§ Set of tasks:
1. In the passage on loading data into Vector, condense the paragraph beginning "To use this option" into a short list that keeps its main facts.
2. Reproduce the passage on loading data into Vector from "The vwload --cluster" up to and including "using Apache Spark.".

§ Document passage:
The vwload --cluster option speeds up loading by parallelizing some of the processing steps.
To use this option, multiple input files are required and they must reside on the server, not the client. Parallelization works best when input files have (almost) the same size.
For example, bulk load the data from multiple files into the region table. Columns in the data file are delimited with a vertical bar, records are delimited by a new line, and null values are identified as NULL:
COPY region() VWLOAD FROM 'path/to/data/mytable_1.txt', 'path/to/data/mytable_2.txt' WITH INSERTMODE=BULK, FDELIM='|', RDELIM='\n', NULLVALUE='NULL', WORK_DIR = '/home/users/temp'
Load Data with Spark SQL through the Spark-Vector Connector
The Spark-Vector Connector lets you interact with a Vector database using Apache Spark.
For more information on the Spark-Vector Connector, see
https://github.com/ActianCorp/spark-vector/tree/master.
To load data using Spark SQL
1. Create a Vector table using Spark SQL:
sqlContext.sql("""CREATE TEMPORARY TABLE vector_table
USING com.actian.spark_vector.sql.DefaultSource
OPTIONS (
host "vectorhost",
instance "VI",
database "databasename",
table "vector_table"
)""")
2. Load data into Vector:
sqlContext.sql("INSERT INTO vector_table SELECT * FROM spark_table")

§ Material provided:

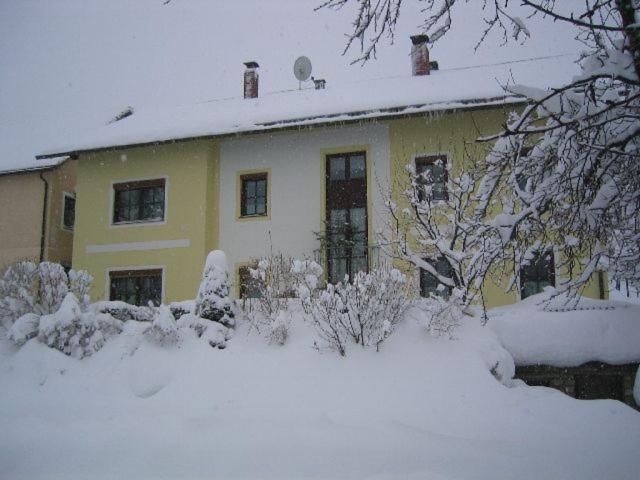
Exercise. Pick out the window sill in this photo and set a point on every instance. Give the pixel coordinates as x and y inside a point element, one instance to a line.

§ Outputs in order:
1.
- Requires multiple input files.
- The files must be on the server, not the client.
- Works best when the files are (almost) the same size.

2.
The vwload --cluster option speeds up loading by parallelizing some of the processing steps.
To use this option, multiple input files are required and they must reside on the server, not the client. Parallelization works best when input files have (almost) the same size.
For example, bulk load the data from multiple files into the region table. Columns in the data file are delimited with a vertical bar, records are delimited by a new line, and null values are identified as NULL:
COPY region() VWLOAD FROM 'path/to/data/mytable_1.txt', 'path/to/data/mytable_2.txt' WITH INSERTMODE=BULK, FDELIM='|', RDELIM='\n', NULLVALUE='NULL', WORK_DIR = '/home/users/temp'
Load Data with Spark SQL through the Spark-Vector Connector
The Spark-Vector Connector lets you interact with a Vector database using Apache Spark.